GOAL OF THE EXERCISE
Reproduce the lines from the start of the records through the line containing "[(16, 156), (100, 260), (214, 172), (158, 74)]", both included.

MATERIALS PROVIDED
■ ■ ■ ■
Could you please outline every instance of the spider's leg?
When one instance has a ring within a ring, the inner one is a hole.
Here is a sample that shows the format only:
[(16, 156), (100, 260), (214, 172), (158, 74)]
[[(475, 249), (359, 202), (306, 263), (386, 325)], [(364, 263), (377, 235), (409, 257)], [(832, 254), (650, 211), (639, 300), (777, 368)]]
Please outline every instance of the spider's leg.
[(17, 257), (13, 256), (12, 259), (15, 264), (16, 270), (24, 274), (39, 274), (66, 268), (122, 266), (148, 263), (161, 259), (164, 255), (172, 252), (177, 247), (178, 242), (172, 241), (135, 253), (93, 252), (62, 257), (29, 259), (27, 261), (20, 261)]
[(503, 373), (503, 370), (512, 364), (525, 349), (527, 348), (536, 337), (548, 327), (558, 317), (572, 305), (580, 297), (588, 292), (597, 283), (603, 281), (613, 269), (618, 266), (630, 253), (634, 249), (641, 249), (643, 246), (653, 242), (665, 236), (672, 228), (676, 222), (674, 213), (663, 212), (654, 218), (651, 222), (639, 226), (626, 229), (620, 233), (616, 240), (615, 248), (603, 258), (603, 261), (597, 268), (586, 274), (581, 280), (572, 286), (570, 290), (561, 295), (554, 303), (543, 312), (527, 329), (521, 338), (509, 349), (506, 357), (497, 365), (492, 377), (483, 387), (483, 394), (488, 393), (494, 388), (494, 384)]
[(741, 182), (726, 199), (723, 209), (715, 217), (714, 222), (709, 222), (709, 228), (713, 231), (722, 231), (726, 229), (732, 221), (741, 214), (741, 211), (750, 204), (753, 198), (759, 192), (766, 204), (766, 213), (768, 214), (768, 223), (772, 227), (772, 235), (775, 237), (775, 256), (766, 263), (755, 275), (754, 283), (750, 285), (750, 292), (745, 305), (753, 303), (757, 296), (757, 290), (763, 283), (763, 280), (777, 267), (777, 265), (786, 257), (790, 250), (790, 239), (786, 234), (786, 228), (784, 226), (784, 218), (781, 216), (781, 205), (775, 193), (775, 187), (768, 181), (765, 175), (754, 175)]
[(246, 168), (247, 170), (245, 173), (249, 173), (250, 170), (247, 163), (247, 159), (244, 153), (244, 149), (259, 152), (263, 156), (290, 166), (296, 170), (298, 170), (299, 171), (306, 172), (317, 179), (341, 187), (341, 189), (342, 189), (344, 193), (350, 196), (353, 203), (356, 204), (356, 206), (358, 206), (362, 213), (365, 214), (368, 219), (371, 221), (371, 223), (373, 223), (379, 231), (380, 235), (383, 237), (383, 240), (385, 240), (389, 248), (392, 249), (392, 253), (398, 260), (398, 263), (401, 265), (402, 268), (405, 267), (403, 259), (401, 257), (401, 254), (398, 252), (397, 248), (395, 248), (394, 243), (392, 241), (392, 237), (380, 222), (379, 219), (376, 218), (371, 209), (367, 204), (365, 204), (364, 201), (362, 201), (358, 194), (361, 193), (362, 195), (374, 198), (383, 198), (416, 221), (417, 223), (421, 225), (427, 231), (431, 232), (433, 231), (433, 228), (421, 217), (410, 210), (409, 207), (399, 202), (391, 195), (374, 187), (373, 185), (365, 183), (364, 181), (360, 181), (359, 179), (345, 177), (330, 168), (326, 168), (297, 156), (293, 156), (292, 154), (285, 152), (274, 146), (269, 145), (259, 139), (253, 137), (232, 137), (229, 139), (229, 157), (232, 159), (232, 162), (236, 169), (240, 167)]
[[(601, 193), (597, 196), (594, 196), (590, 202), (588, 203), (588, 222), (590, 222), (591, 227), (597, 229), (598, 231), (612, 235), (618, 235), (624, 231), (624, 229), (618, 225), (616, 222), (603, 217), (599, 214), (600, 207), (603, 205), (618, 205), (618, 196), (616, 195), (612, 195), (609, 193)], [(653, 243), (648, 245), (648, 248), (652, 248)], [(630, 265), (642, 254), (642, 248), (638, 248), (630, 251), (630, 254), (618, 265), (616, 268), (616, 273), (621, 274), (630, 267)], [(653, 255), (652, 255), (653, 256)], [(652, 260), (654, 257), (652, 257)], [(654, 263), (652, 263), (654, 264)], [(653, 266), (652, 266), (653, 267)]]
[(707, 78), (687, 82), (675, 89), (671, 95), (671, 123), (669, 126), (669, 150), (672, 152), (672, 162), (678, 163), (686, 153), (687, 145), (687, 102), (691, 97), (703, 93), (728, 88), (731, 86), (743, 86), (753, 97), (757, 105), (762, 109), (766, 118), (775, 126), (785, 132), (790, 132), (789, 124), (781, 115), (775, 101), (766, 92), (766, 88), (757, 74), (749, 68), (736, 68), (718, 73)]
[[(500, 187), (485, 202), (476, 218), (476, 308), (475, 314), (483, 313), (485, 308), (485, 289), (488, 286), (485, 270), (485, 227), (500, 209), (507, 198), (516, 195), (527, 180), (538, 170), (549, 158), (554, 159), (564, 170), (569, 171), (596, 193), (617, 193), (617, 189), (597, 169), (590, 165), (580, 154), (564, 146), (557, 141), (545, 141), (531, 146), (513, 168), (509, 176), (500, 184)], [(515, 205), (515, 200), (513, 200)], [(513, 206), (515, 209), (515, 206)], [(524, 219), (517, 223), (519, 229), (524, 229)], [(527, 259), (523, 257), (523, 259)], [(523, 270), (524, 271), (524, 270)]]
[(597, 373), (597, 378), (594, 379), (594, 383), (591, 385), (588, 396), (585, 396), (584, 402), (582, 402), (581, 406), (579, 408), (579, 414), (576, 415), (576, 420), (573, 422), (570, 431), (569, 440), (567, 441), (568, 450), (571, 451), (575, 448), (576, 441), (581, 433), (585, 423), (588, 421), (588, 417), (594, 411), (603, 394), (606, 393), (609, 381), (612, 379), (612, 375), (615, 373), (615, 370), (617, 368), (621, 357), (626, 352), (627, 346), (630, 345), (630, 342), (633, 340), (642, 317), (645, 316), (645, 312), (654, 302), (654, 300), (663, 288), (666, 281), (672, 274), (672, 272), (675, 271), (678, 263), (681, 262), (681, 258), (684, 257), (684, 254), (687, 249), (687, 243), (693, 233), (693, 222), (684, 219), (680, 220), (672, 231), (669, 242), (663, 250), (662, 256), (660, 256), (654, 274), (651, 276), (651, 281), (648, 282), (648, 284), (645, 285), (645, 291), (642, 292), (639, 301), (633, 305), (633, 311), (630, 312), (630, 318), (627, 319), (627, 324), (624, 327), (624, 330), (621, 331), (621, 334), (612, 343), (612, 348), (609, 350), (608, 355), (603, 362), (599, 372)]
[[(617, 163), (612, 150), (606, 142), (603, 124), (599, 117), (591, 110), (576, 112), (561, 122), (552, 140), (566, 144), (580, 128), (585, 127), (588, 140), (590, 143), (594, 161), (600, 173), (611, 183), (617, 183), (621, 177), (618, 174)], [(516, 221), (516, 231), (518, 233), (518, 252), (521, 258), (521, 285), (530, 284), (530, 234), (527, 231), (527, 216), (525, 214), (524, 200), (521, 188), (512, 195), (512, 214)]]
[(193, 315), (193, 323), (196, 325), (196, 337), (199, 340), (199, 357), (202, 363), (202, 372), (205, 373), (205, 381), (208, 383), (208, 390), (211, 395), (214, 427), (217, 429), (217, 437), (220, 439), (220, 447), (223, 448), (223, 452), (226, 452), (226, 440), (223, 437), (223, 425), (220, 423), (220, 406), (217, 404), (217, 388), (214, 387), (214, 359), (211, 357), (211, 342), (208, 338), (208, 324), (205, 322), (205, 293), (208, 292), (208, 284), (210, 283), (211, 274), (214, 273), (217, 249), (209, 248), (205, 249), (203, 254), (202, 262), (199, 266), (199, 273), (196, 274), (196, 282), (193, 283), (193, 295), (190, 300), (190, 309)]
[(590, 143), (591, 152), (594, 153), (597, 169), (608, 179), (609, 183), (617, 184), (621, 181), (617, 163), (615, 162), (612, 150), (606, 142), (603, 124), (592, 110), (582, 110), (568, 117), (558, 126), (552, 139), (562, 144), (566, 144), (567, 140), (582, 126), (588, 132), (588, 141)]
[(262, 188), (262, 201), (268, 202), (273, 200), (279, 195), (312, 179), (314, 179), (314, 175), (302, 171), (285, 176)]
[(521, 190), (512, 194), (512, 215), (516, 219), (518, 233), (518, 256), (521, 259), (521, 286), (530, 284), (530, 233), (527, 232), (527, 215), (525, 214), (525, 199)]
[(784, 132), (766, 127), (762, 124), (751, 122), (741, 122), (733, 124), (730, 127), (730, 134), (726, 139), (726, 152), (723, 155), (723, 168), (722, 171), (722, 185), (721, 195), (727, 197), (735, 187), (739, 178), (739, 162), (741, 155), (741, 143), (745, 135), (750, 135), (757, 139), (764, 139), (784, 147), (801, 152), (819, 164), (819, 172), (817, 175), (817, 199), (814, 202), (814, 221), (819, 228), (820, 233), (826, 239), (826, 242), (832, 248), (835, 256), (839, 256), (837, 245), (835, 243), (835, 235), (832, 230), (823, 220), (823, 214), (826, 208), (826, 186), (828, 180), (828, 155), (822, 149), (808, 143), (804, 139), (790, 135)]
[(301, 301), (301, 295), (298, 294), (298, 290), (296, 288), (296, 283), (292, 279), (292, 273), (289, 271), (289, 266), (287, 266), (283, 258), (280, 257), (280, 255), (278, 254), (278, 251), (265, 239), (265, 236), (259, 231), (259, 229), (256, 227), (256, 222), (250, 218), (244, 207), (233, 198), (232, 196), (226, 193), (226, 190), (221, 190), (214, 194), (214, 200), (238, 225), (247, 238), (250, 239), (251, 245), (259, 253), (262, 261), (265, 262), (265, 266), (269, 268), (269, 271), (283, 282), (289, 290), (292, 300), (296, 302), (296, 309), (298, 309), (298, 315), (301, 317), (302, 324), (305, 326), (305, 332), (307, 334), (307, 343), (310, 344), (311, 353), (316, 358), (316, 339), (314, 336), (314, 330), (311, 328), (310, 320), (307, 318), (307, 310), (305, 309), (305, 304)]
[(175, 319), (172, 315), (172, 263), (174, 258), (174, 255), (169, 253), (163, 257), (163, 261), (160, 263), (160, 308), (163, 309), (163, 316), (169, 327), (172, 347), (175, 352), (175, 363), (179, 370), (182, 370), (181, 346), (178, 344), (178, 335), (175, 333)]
■ ■ ■ ■
ANSWER FOR THIS EXERCISE
Could you please outline every instance of the spider's leg?
When one instance has a ring within a ring, the inner one is a hole.
Here is a sample that shows the format only:
[(16, 156), (100, 260), (214, 172), (158, 74)]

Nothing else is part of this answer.